The problem –
Locate every line below that contains the string "texture", matching case exactly, and copy each of those lines.

Coordinate annotation records
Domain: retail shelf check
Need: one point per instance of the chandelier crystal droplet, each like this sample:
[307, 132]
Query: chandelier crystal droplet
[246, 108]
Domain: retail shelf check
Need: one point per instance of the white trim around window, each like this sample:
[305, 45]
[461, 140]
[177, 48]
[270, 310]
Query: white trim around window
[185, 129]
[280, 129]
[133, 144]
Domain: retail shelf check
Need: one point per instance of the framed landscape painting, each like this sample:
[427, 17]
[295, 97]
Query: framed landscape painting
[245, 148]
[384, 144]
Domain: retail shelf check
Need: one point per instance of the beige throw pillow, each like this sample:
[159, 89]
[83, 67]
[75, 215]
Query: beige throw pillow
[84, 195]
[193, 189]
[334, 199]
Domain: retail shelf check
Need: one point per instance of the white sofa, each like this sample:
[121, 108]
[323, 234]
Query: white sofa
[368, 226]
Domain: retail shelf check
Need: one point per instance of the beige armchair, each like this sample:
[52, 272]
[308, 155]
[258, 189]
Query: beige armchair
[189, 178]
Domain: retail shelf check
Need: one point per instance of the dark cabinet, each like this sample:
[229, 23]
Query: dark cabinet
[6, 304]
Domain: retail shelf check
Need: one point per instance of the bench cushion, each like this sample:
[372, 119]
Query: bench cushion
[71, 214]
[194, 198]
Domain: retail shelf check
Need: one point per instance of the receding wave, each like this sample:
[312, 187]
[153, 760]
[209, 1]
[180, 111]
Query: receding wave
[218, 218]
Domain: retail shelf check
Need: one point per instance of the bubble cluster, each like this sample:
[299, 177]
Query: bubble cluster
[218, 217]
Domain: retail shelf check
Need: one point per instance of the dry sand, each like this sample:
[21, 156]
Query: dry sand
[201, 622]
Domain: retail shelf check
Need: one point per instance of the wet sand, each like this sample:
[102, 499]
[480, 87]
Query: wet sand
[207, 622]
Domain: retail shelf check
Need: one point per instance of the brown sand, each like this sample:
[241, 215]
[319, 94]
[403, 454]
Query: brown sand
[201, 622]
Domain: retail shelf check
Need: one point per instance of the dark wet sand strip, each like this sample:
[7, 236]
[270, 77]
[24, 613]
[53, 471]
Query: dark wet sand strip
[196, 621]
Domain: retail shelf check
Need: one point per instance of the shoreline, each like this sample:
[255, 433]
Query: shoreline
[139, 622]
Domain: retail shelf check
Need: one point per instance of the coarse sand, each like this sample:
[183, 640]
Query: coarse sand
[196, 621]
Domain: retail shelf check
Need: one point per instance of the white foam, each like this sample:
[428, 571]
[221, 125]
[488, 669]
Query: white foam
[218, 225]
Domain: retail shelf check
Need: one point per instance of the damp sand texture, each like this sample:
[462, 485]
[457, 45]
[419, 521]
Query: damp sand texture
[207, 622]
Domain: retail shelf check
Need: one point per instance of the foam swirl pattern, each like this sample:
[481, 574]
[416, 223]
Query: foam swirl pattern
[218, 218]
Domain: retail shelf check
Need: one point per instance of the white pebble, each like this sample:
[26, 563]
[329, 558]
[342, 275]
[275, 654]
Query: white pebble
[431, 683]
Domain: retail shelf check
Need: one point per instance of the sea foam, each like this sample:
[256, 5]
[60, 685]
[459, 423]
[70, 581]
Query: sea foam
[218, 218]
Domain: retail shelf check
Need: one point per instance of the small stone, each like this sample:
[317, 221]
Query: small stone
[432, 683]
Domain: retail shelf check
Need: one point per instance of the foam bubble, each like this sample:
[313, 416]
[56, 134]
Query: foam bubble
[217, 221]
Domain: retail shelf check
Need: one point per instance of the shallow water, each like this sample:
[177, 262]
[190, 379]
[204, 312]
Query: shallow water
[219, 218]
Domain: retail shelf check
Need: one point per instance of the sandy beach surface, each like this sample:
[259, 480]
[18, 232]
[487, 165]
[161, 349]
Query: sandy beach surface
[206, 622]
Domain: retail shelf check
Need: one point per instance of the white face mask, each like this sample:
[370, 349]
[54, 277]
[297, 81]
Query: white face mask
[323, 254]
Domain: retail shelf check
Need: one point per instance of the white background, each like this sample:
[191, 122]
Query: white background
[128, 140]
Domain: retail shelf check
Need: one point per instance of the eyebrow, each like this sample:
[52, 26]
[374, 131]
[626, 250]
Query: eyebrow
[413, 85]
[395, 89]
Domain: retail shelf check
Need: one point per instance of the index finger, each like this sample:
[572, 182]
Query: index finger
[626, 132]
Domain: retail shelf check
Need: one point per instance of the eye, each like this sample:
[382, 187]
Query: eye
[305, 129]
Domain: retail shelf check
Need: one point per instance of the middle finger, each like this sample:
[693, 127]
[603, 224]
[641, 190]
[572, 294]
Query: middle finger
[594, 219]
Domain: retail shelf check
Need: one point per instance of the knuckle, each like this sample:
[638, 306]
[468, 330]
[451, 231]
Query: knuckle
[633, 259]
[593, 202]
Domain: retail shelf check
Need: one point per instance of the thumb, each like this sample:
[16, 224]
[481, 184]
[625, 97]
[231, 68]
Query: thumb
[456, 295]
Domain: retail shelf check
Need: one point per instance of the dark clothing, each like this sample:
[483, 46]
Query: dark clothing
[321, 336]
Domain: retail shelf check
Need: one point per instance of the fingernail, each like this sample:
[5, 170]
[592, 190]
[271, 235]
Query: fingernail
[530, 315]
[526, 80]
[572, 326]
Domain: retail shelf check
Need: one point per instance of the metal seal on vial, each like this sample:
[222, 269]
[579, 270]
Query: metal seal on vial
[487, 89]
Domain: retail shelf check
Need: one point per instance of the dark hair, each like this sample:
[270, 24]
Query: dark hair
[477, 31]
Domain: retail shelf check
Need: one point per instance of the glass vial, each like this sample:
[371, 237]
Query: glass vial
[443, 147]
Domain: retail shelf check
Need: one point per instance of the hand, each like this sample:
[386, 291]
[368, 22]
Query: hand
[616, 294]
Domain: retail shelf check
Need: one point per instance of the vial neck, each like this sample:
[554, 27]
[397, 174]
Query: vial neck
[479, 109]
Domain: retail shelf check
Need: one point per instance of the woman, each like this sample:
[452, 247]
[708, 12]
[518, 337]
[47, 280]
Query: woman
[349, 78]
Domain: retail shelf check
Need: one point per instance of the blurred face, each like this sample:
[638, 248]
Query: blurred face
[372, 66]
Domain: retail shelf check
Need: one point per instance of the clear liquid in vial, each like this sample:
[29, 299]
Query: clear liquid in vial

Expected output –
Need: one point per instance of the damp sand texture, each like this sample:
Query: damp sand texture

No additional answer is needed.